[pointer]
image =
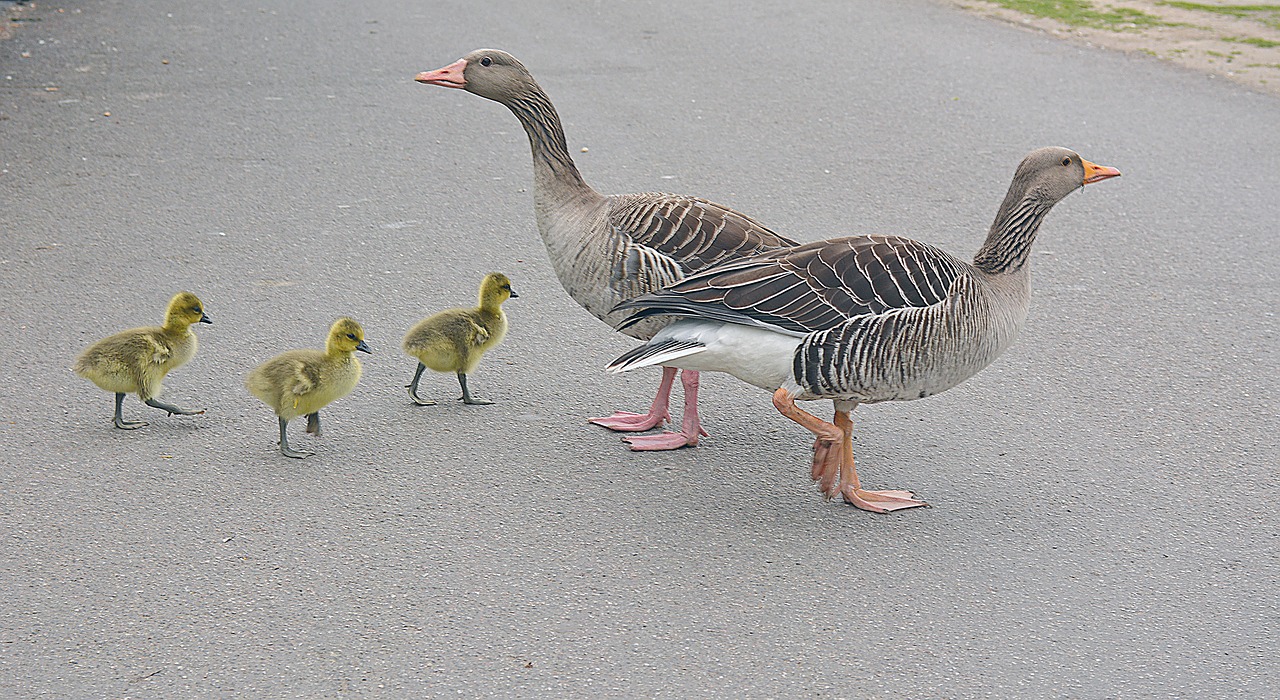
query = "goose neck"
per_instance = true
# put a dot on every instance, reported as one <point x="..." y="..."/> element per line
<point x="552" y="163"/>
<point x="1009" y="243"/>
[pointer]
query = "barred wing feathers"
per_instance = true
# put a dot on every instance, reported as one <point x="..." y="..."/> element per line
<point x="812" y="287"/>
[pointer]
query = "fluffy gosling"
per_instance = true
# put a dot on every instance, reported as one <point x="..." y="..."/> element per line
<point x="136" y="360"/>
<point x="453" y="341"/>
<point x="302" y="381"/>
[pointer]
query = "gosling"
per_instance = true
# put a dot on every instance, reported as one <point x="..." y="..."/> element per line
<point x="136" y="360"/>
<point x="453" y="341"/>
<point x="302" y="381"/>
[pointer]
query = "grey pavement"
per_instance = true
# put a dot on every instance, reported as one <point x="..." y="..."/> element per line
<point x="1104" y="515"/>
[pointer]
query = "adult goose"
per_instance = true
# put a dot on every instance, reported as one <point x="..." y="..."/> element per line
<point x="607" y="248"/>
<point x="862" y="319"/>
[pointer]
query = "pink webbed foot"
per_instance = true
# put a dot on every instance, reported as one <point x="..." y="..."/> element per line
<point x="880" y="502"/>
<point x="626" y="421"/>
<point x="691" y="426"/>
<point x="663" y="440"/>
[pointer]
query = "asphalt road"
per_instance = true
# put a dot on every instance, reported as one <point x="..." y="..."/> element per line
<point x="1105" y="497"/>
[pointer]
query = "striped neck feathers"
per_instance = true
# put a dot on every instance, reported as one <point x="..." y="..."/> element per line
<point x="1009" y="242"/>
<point x="545" y="135"/>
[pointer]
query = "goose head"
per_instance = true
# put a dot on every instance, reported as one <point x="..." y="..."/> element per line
<point x="494" y="289"/>
<point x="485" y="72"/>
<point x="184" y="309"/>
<point x="1050" y="174"/>
<point x="346" y="335"/>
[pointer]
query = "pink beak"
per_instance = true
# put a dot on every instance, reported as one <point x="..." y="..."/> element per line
<point x="449" y="76"/>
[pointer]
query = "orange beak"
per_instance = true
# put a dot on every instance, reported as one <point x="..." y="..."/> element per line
<point x="449" y="76"/>
<point x="1096" y="173"/>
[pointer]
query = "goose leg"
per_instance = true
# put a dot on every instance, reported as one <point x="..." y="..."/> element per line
<point x="833" y="460"/>
<point x="691" y="426"/>
<point x="466" y="396"/>
<point x="172" y="410"/>
<point x="412" y="387"/>
<point x="877" y="502"/>
<point x="284" y="443"/>
<point x="626" y="421"/>
<point x="119" y="417"/>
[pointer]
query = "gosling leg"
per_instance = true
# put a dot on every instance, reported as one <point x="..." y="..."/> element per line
<point x="412" y="387"/>
<point x="172" y="410"/>
<point x="119" y="417"/>
<point x="466" y="396"/>
<point x="284" y="444"/>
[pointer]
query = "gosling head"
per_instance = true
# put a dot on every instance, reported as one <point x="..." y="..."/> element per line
<point x="1050" y="174"/>
<point x="494" y="289"/>
<point x="346" y="335"/>
<point x="485" y="72"/>
<point x="184" y="309"/>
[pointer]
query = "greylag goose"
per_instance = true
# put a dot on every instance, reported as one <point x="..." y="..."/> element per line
<point x="862" y="319"/>
<point x="611" y="248"/>
<point x="455" y="339"/>
<point x="302" y="381"/>
<point x="136" y="360"/>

**********

Goal of the exercise:
If a line above contains the word "pink", list it.

Written answer:
query = "pink webbed foot"
query = "pink beak"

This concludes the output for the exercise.